[Problem] Could you rescale everything in the listing from its start down through the line containing "[[249, 323]]", both ends included, writing the requests out again along with the answers? Multiply each pin coordinate in the answers by 2.2, round it to a whole number with halves rounding up, and leave the pictures out.

+++

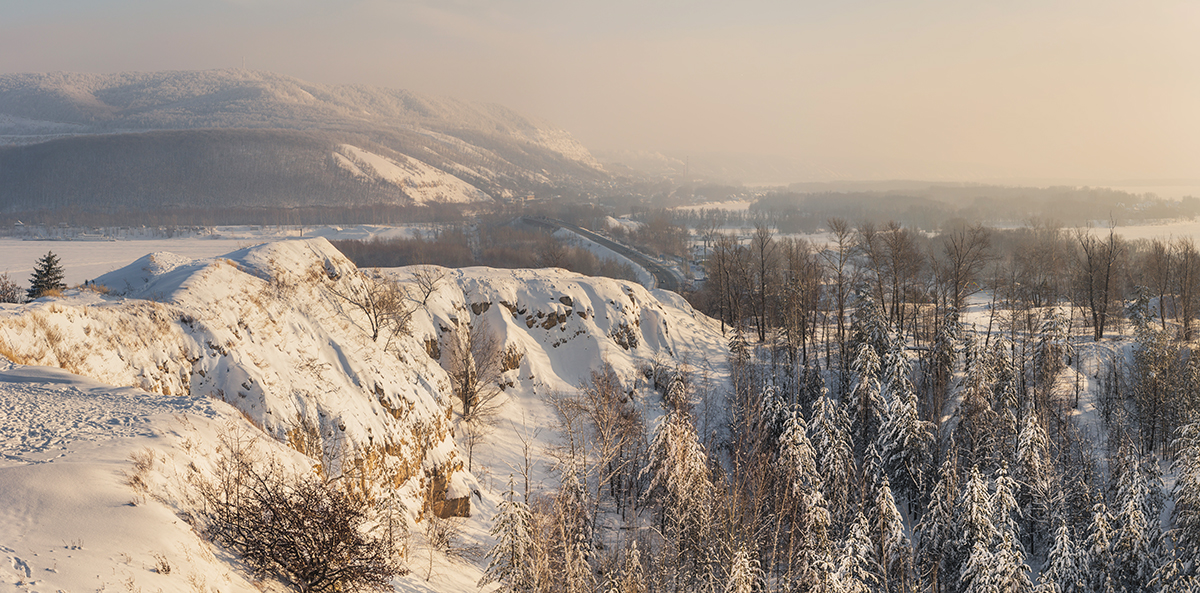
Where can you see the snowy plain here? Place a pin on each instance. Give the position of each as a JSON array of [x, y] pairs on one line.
[[249, 323]]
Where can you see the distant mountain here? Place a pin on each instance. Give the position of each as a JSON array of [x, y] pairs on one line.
[[234, 138]]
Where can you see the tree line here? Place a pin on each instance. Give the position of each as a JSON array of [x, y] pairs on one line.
[[874, 442]]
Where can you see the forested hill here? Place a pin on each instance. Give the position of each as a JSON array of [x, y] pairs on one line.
[[244, 138]]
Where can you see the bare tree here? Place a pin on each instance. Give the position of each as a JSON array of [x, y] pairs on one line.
[[382, 300], [763, 249], [1098, 275], [965, 252], [841, 271], [1187, 276], [474, 361], [427, 277]]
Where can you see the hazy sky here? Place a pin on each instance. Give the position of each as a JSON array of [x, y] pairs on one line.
[[1045, 89]]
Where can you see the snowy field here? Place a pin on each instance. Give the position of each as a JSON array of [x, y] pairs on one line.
[[89, 259], [220, 329]]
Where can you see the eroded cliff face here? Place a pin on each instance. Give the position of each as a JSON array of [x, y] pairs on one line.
[[269, 329]]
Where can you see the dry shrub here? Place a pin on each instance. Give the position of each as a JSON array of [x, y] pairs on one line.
[[307, 532], [95, 288]]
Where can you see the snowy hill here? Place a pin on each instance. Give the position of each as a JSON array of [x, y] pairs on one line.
[[241, 138], [258, 342]]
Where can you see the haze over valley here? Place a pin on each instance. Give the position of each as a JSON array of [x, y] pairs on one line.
[[599, 297]]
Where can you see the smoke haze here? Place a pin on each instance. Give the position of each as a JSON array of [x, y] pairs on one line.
[[1087, 91]]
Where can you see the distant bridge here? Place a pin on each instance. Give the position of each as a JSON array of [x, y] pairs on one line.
[[664, 276]]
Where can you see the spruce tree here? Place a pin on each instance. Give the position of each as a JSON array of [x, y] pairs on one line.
[[47, 276], [936, 532], [1062, 571], [831, 439], [1098, 549], [511, 557], [859, 570]]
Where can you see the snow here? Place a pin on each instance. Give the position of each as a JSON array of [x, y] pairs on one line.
[[570, 237], [623, 222], [732, 205], [421, 183], [88, 259], [255, 342]]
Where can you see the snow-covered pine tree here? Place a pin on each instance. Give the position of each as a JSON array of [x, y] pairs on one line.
[[943, 358], [869, 325], [1003, 501], [796, 453], [1097, 555], [1062, 571], [511, 557], [1133, 555], [906, 441], [47, 276], [865, 397], [815, 561], [979, 570], [892, 546], [977, 529], [1053, 345], [1012, 574], [679, 480], [1186, 514], [859, 568], [574, 537], [831, 439], [936, 532], [977, 430]]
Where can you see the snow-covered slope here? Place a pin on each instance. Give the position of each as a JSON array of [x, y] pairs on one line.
[[234, 138], [257, 341], [421, 183]]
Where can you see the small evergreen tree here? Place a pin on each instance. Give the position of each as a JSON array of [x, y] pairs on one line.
[[1098, 547], [9, 289], [1062, 571], [47, 276], [511, 556]]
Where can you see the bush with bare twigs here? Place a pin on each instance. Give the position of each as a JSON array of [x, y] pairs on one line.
[[303, 529]]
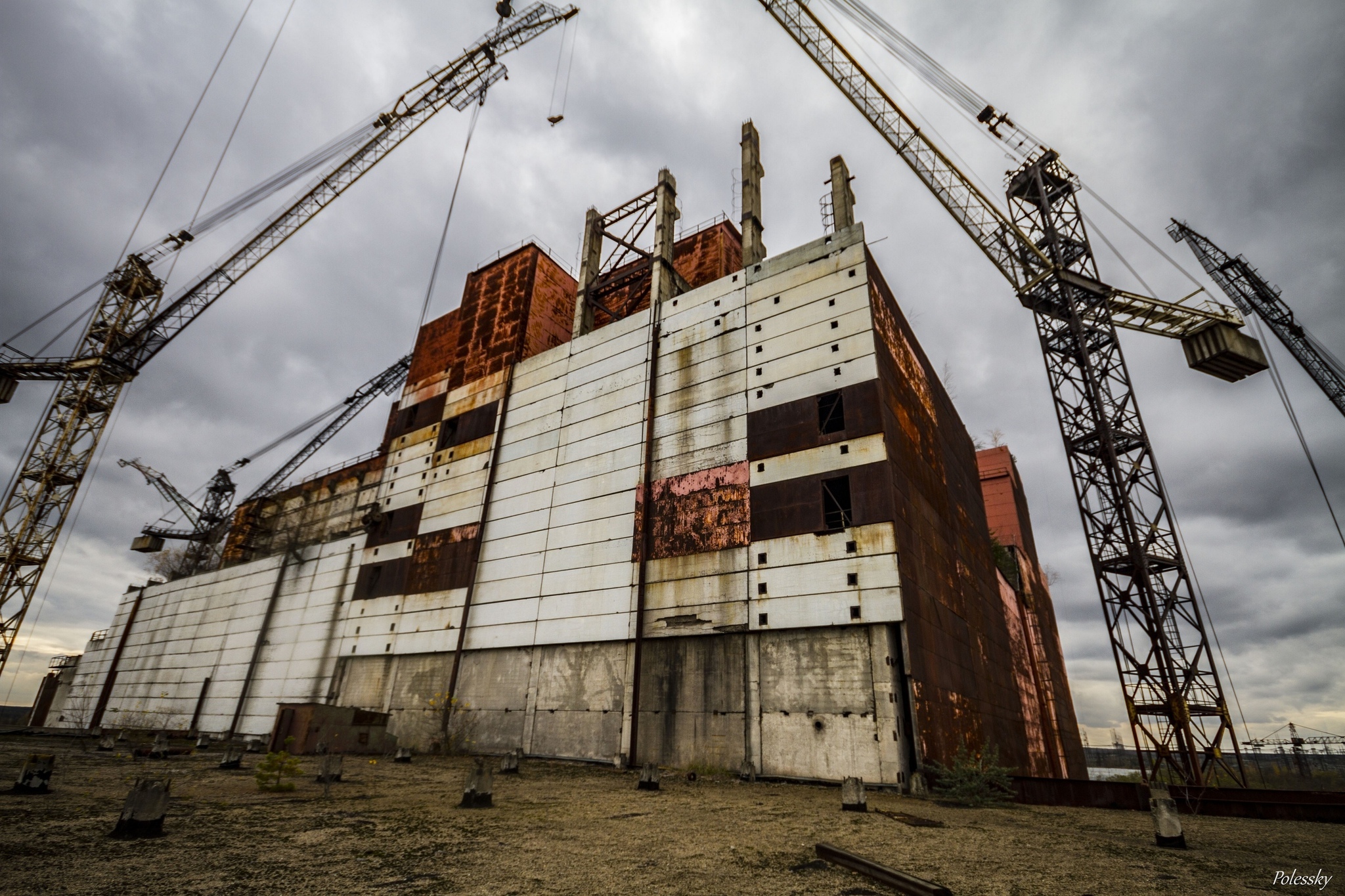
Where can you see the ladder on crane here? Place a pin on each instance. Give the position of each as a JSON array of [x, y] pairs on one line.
[[129, 327]]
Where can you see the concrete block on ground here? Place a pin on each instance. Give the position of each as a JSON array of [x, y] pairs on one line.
[[477, 792], [143, 815], [852, 796], [328, 769], [35, 774], [160, 747], [1166, 824]]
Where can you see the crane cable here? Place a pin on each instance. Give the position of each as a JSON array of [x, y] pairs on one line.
[[443, 237], [232, 133]]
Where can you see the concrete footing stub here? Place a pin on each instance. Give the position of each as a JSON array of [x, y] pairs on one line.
[[143, 815], [477, 792], [35, 775], [852, 796], [1166, 824], [328, 769]]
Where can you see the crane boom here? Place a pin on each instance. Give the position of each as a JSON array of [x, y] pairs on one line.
[[382, 385], [164, 488], [128, 327], [1250, 292], [1170, 687]]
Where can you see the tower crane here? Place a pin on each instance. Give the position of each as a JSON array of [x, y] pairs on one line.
[[1173, 696], [131, 323], [1250, 292], [210, 521]]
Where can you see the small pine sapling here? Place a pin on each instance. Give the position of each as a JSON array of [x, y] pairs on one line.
[[974, 779], [273, 770]]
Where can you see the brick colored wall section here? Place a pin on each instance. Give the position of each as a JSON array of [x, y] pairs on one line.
[[703, 511], [436, 347], [958, 644], [1006, 512]]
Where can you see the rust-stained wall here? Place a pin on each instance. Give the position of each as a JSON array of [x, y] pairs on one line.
[[1011, 523], [704, 511], [958, 645]]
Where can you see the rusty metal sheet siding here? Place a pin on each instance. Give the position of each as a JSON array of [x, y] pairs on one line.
[[436, 349], [417, 417], [382, 580], [794, 425], [468, 427], [400, 524], [794, 507], [443, 561], [1006, 512], [697, 512], [552, 313], [956, 626]]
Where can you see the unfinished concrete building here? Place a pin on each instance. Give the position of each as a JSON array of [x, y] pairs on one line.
[[699, 505]]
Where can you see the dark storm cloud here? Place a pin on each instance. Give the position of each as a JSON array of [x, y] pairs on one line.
[[1228, 114]]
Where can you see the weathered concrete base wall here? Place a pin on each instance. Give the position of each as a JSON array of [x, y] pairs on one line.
[[825, 702]]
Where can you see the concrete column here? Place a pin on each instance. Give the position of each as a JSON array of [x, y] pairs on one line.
[[752, 699], [663, 278], [843, 198], [591, 258], [887, 719], [753, 250]]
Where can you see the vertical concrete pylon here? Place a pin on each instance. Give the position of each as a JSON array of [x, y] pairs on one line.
[[753, 250], [843, 198], [662, 284], [591, 258]]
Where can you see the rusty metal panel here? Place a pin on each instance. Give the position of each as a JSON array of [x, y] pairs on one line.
[[400, 524], [382, 580], [467, 427], [697, 512], [416, 417], [794, 425], [959, 647], [443, 561], [794, 507]]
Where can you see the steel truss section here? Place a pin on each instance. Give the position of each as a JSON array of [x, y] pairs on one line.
[[1173, 696], [43, 490], [1250, 292], [1172, 691]]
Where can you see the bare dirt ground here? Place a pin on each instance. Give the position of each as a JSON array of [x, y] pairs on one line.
[[571, 828]]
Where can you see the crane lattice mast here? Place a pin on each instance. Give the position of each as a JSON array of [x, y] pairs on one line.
[[128, 327], [1172, 691]]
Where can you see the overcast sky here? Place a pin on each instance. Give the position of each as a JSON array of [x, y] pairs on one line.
[[1227, 114]]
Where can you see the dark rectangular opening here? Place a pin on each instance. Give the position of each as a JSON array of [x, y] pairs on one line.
[[835, 503], [830, 413]]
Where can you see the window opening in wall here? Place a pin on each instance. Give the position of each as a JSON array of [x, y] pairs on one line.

+++

[Correct response]
Where can you see the snowy plain here? Place a pin on each instance. Give the position of each as a JSON array of [x, y] pairs on one line.
[[548, 711]]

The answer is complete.